Muri Mwaniki & Wamiti Advocates v Gachoya [2025] KEELC 3069 (KLR)
Full Case Text
Muri Mwaniki & Wamiti Advocates v Gachoya (Miscellaneous Application 41 of 2018) [2025] KEELC 3069 (KLR) (25 March 2025) (Ruling)
Neutral citation: [2025] KEELC 3069 (KLR)
Republic of Kenya
In the Environment and Land Court at Thika
Miscellaneous Application 41 of 2018
JM Onyango, J
March 25, 2025
Between
Muri Mwaniki & Wamiti Advocates
Advocate
and
Johnson Mwangi Gachoya
Client
Ruling
1. M/s Muri Mwaniki Thige & Kageni LLP (referred to in this ruling as “the Advocate/Applicant”) filed an Advocate-Client Bill of Costs dated 2/11/2018. The Advocate/Applicant canvassed the same through written submissions dated 17/6/2019. Johnson Mwangi Gachoya (referred to in this ruling as “the Client/Respondent”) opposed the Bill of Costs through written submissions dated 12/6/2019. Upon consideration of the Bill of Costs and the parties’ respective submissions, the taxing officer rendered a ruling dated 15/8/2019 dismissing the Advocate/Applicant’s Bill of Costs on the ground that there was no evidence that the Client/Respondent instructed the applicant to act on his behalf.
2. Dissatisfied with the decision of the taxing officer, the Advocate/Applicant filed a reference through a chamber summons application dated 4/12/2023, inviting the court to set aside the ruling of the taxing officer rendered on 15/8/2019. The Advocate/Applicant also sought an order that this court proceed to tax the bill of costs dated 2/11/2018 or in the alternative remits the Advocate/Client Bill of Costs dated 2/11/2018 to another taxing officer for taxation with directions on the taxation.
3. The Client/Respondent opposed the application through his replying affidavit sworn on 20/9/2024 and written submissions dated 11/11/2024. A ruling was scheduled for 11/12/2024. However, on the said date the court (Eboso J) delivered a ruling vacating the order reserving a ruling date on the reference. The court further ordered the parties to address it by way of affidavit evidence on the following two issues:i.Whether this court is seized with jurisdiction to entertain the Bill of Costs and the Reference in this suit, noting that the dispute in the cause is about whether or not the respondent is liable to pay the advocate costs of an aborted mortgage transaction.ii.Whether an enlargement of time was procured prior to the filing of the reference outside the prescribed limitation period of 14 days.
4. In compliance with the said orders, the Advocate/Applicant filed an affidavit sworn by Martin G. Mwaniki on 7/2/2025. The Advocate/Applicant contends that paragraph 11 (1) of the Advocates Remuneration Order 2009 requires any party objecting to the decision of the taxing officer to give notice in writing to the taxing officer of the items of taxation to which he/she objects within 14 days after the decision.

(Object location annotation data)
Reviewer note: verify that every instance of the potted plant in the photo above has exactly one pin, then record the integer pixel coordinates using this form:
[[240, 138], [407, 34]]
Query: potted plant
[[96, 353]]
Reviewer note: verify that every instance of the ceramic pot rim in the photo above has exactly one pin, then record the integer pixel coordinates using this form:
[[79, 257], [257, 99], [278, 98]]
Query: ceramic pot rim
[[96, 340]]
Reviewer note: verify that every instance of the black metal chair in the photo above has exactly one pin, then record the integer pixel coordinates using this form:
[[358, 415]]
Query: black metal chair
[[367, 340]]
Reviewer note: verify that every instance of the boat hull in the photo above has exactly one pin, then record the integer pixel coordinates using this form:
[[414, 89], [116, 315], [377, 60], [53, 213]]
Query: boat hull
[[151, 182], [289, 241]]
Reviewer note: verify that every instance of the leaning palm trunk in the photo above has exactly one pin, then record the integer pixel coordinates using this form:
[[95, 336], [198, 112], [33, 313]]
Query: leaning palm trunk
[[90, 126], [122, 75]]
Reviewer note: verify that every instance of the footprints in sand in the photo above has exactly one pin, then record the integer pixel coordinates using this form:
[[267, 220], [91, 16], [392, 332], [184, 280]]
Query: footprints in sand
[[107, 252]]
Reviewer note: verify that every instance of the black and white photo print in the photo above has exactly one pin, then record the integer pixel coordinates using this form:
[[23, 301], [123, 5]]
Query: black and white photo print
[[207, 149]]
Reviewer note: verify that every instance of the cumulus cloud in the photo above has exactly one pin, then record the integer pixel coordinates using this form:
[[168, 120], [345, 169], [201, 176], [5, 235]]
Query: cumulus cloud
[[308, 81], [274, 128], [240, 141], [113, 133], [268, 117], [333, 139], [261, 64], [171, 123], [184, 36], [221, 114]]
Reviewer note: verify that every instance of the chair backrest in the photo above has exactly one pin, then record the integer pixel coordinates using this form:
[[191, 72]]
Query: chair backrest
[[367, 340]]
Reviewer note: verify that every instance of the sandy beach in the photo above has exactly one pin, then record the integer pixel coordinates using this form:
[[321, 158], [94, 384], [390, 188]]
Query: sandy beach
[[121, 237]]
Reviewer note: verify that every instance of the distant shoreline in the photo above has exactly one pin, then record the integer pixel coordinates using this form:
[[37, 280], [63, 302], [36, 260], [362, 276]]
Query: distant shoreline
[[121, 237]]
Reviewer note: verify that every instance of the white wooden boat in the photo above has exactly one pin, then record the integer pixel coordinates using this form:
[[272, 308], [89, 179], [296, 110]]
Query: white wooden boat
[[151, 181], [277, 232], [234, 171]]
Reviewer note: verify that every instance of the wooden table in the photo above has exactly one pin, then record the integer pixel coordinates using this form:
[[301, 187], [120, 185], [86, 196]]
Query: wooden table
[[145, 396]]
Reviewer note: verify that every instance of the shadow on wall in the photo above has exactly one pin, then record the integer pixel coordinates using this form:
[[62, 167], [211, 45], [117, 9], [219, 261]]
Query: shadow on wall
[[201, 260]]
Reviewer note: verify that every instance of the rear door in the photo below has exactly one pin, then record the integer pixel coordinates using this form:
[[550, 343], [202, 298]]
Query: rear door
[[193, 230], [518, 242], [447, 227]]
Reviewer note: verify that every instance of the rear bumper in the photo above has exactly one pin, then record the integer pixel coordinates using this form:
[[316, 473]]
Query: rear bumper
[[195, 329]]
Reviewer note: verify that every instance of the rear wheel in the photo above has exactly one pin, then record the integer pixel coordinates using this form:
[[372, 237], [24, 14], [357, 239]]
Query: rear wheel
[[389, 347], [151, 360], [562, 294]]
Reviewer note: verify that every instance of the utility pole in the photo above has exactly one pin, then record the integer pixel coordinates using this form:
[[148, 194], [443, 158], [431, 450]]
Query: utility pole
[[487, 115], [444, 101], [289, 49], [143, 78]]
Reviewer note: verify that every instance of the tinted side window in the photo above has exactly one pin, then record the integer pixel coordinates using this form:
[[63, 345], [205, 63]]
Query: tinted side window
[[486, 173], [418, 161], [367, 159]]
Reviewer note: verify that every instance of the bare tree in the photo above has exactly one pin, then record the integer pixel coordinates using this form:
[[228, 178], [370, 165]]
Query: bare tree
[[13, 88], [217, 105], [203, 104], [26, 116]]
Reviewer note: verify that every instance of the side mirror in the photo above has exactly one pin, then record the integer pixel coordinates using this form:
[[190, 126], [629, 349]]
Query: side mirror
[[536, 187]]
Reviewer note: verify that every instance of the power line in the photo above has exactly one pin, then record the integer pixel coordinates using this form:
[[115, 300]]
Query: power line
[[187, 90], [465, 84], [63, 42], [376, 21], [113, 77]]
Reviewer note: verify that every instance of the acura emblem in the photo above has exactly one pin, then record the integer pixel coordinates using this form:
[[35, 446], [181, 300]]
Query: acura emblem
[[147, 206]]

* The tasks *
(1) Copy the entries word for word, from the first line of the entries through the line containing "[[96, 353]]".
(2) Continue the court ruling from where it stops.
The court ruling and the entries have no connection to each other.

* Exercise responses *
(1)
Reviewer note: verify that every instance of the potted plant in the photo above has exactly one pin, then record the integer pixel coordinates using this form:
[[240, 138], [407, 34]]
Query: potted plant
[[96, 353]]

(2)
5. Counsel further contends that the decision of the taxing officer having been made on 15/8/2019, then the fourteen days period within which to lodge the Notice of Objection expired on 29/8/2019. Counsel adds that given that the letter objecting to the taxation of Item No.1 to Item No. 45 was lodged on 28/8/2019, then he was within the prescribed time. Counsel states that according to paragraph 11 (2), the 14-day period within which to apply to a judge through chamber summons starts running from the date of receipt of the reasons for taxation.
6. It is the Advocate/Applicant’s case that he received the reasons on 20/11/2023 and lodged the reference through chamber summons dated 4/12/2023 on the same day within the 14 days which were to expire on 4/12/2023. Counsel adds that there was therefore no need for enlargement of time.
7. The Advocate/Applicant states that the subject transaction that led to taxation related to the registration of a charge on the Client/Respondent’s parcels of land (Land Parcel Number Ruiru Kiu Block 10/507 and Ruiru Kiu Block 10/280, therefore, this court has jurisdiction to determine the matter herein.
8. The Client/Respondent on the other hand filed a replying affidavit sworn by himself on 5/2/2025 together with a notice of preliminary objection of even date.
9. It is the Client/Respondent’s case that this court lacks jurisdiction to hear and determine the matter given that the subject matter of the dispute between the parties does not directly relate to land use, environmental impact, or occupation. The Client/Respondent contends that the matter falls within the civil jurisdiction of the High Court. The Client/Respondent further contends that the Deputy Registrar of this court at the time (Hon. V. Kachuodho) lacked the jurisdiction to tax the bill of costs or issue the ruling dated 1st August 2019.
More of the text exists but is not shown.